• Written instruction
Reproduce each line of the listing exactly.

• Data

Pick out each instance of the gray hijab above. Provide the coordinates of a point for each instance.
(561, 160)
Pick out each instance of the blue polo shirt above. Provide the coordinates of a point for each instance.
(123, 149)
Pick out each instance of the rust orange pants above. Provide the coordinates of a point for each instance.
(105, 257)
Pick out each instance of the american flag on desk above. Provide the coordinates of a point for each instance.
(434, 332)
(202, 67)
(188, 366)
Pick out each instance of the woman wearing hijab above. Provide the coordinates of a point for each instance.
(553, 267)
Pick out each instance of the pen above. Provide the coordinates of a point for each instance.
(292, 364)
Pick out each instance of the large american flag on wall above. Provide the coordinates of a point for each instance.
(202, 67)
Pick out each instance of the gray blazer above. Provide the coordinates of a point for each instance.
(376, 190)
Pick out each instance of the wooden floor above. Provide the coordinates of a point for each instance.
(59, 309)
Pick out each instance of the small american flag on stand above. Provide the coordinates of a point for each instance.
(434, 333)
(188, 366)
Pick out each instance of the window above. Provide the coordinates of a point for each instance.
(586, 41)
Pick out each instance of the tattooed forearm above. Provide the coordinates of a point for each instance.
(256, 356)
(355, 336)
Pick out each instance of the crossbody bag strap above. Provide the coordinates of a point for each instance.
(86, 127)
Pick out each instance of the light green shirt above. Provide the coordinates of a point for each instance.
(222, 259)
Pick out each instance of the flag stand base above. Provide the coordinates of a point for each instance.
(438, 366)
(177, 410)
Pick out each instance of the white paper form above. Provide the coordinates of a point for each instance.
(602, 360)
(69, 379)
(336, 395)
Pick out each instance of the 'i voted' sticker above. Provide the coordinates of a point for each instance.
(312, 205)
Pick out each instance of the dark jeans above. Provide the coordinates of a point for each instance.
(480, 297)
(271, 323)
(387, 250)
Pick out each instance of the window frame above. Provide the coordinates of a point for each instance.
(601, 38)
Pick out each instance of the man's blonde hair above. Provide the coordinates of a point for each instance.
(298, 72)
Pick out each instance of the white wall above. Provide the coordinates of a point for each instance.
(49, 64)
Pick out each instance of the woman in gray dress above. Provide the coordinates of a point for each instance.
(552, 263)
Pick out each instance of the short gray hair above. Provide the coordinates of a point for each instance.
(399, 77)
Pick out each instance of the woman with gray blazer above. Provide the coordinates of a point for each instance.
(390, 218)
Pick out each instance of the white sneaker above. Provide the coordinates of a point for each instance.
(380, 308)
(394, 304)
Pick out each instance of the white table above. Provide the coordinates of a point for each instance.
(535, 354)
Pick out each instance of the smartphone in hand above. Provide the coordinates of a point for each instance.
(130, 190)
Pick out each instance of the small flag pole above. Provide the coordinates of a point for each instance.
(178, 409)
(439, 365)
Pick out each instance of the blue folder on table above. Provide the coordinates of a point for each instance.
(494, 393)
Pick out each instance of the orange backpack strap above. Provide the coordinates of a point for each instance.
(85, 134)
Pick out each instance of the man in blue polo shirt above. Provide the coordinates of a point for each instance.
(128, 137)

• Answer below
Pick out each instance of the gray hijab above. Provide the coordinates of a point for each instance.
(561, 160)
Pick out each instance of the blue polo shirt above. Provide the coordinates of a point for each instance.
(123, 149)
Pick out each instance of the rust orange pants above. Provide the coordinates of a point for each instance.
(105, 257)
Pick out each instance of the american flag on desk above. Provide the coordinates of a point for each instance.
(434, 332)
(202, 67)
(188, 366)
Pick out each instance of the woman wearing hijab above. Provide the coordinates of a point for each instance.
(553, 267)
Pick out each instance of the pen above. Provide the coordinates of a point for each instance.
(292, 364)
Pick out each instance of the large american flag on wall above. Provide the coordinates of a point for each instance.
(202, 67)
Pick out each instance of the gray blazer above. Provide the coordinates of a point for each instance.
(376, 190)
Pick out each instance of the wooden floor above. Provide the coordinates of a point for each instance.
(59, 309)
Pick out each instance of the small american flag on stand above. Provide the coordinates of a point for each instance.
(434, 333)
(188, 366)
Pick out each instance of the window above. Provide the coordinates of a point for each instance.
(586, 41)
Pick out each instance of the tattooed forearm above. Provide the coordinates of a point for each instance.
(256, 356)
(355, 336)
Pick out each instance of the crossbody bag strap above. Provide the coordinates of a point for each instance.
(86, 127)
Pick out each instance of the light green shirt above. Provide the coordinates of a point for each instance.
(222, 259)
Pick out each instance of the flag stand base above. Provide the coordinates of a point for each instance.
(438, 366)
(177, 410)
Pick out each instance of the white paper form above. Provide the coordinates of a point for each instance.
(602, 360)
(69, 379)
(336, 395)
Pick out each instance of the 'i voted' sticker above. Provide the coordinates of a point for each instance.
(312, 205)
Pick out each instance of the dark jeans above. Provide the coordinates of a point for each instance.
(480, 297)
(271, 323)
(387, 250)
Pick out each instance of the window frame above. Provide the coordinates of a point for each instance.
(601, 38)
Pick out each instance of the man's blonde hair above. Provide the coordinates of a point for each instance.
(298, 72)
Pick out each instance of the white wall above. Provide the coordinates of a point for each instance.
(49, 64)
Pick out each instance of the woman in gray dress above. Provide the coordinates of a point for each instance.
(552, 263)
Pick out each instance of the short gray hair above. Provide the coordinates of a point for each instance.
(399, 77)
Pick out each instance of the woman with gray blazer above. Provide the coordinates of a point for each instance.
(390, 218)
Pick out each instance of the white sneaker above. Provide the coordinates of a point for each instance.
(380, 308)
(394, 304)
Pick out each instance of the white table above. Provide the coordinates of a point for each instance.
(535, 354)
Pick out each instance of the smartphone in hand above. Provide the coordinates of a point for each instance.
(130, 190)
Pick out each instance of the small flag pole above. Provide the coordinates of a point for each instance.
(178, 409)
(439, 365)
Pick out each instance of the blue folder on table above. Provide the coordinates of a point for each instance.
(494, 393)
Pick out each instance of the orange backpack strap above. Provide the coordinates of a point for each instance.
(85, 134)
Pick out each instance of the man in blue polo shirt above. Provide the coordinates of a point for each instance.
(128, 137)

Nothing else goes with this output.